▶ **SHORT TASK**:
The required result is the exact run of lines beginning at the one containing "Can you see the flowering" and ending at the last line of the entries.

## begin

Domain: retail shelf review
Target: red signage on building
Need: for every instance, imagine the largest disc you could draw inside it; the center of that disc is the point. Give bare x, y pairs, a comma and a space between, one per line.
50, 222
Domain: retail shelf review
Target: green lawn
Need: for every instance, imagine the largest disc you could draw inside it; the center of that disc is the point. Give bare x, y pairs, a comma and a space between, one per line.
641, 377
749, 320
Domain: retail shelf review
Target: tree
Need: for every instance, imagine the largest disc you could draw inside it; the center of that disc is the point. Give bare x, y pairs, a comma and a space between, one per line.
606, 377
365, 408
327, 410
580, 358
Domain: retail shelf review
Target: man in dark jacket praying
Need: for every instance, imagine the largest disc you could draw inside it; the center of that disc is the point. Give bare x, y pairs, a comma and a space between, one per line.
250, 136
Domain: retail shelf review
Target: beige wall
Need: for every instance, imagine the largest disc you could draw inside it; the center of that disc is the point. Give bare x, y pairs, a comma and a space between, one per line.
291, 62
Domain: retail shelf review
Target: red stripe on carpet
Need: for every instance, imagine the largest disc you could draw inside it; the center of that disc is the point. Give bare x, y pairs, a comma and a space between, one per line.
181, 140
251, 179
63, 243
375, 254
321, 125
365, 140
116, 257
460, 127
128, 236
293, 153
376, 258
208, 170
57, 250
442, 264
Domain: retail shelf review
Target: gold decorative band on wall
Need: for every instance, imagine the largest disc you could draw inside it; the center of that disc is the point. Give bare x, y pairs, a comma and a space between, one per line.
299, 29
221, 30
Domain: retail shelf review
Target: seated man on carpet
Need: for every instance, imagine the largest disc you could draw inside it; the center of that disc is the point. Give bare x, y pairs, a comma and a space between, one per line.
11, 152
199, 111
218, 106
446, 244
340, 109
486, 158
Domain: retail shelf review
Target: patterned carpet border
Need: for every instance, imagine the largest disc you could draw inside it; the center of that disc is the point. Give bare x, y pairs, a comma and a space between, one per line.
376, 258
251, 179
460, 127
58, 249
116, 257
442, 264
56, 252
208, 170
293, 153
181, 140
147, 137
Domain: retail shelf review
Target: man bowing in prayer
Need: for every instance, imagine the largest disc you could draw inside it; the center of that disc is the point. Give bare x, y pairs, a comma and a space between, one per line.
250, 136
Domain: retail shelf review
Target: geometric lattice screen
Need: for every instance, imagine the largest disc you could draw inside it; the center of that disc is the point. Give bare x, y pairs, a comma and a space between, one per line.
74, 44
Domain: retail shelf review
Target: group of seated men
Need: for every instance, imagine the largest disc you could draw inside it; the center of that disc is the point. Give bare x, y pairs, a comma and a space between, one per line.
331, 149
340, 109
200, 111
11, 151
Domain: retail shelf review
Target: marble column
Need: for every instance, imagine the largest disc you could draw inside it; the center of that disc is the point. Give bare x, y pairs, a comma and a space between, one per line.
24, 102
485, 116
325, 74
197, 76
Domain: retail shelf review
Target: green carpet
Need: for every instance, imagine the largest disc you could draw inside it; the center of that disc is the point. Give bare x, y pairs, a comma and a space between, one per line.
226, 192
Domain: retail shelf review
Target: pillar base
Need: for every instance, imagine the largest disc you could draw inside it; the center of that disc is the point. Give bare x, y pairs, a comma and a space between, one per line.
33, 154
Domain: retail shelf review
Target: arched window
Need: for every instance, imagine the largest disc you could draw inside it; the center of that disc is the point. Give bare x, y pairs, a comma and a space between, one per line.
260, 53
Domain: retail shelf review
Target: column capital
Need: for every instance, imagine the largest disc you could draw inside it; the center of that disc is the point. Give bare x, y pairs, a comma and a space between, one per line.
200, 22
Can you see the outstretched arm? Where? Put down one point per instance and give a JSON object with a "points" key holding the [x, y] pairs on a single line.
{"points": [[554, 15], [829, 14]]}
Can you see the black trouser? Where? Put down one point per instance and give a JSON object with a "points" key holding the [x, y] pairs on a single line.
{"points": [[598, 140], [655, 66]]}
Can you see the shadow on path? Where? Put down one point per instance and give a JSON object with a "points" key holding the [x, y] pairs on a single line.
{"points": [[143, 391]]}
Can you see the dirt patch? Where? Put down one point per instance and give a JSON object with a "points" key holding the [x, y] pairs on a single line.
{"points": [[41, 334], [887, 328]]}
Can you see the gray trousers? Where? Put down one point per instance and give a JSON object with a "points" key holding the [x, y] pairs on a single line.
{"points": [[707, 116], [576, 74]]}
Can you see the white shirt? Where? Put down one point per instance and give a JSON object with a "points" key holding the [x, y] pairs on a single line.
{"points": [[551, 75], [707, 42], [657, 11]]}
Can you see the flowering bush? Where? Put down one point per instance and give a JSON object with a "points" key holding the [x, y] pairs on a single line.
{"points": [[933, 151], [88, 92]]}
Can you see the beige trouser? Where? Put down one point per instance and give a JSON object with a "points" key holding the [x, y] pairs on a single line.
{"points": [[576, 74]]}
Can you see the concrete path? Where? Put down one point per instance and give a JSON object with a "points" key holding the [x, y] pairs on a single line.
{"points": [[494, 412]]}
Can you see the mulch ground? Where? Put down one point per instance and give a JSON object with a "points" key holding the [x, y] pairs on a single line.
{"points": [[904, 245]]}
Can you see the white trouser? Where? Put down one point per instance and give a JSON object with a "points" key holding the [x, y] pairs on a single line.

## end

▶ **WRITTEN SOLUTION**:
Can you see the flowering bush? Where? Put down one point per instance and give a JSON object with a "points" key holding the [x, y] pairs on a single line.
{"points": [[933, 151], [88, 92]]}
Can you see the beige trouser? Where? Put down one point per instance and give a JSON object with a "points" key holding the [x, y] pairs on a single line.
{"points": [[576, 74]]}
Can you see the concrete path? Where? Put down one point per instance and give a JSON object with a "points" key holding the [x, y] pairs on a single line.
{"points": [[494, 412]]}
Can you see the mulch ground? Where? Put down one point per instance and give a JSON object with a "points" key holding the [x, y] pairs on a single line.
{"points": [[904, 245]]}
Can you see the white trouser? Where? Put down one point per instance and give a JSON object with a "points" key holding the [x, y] pairs on a single line.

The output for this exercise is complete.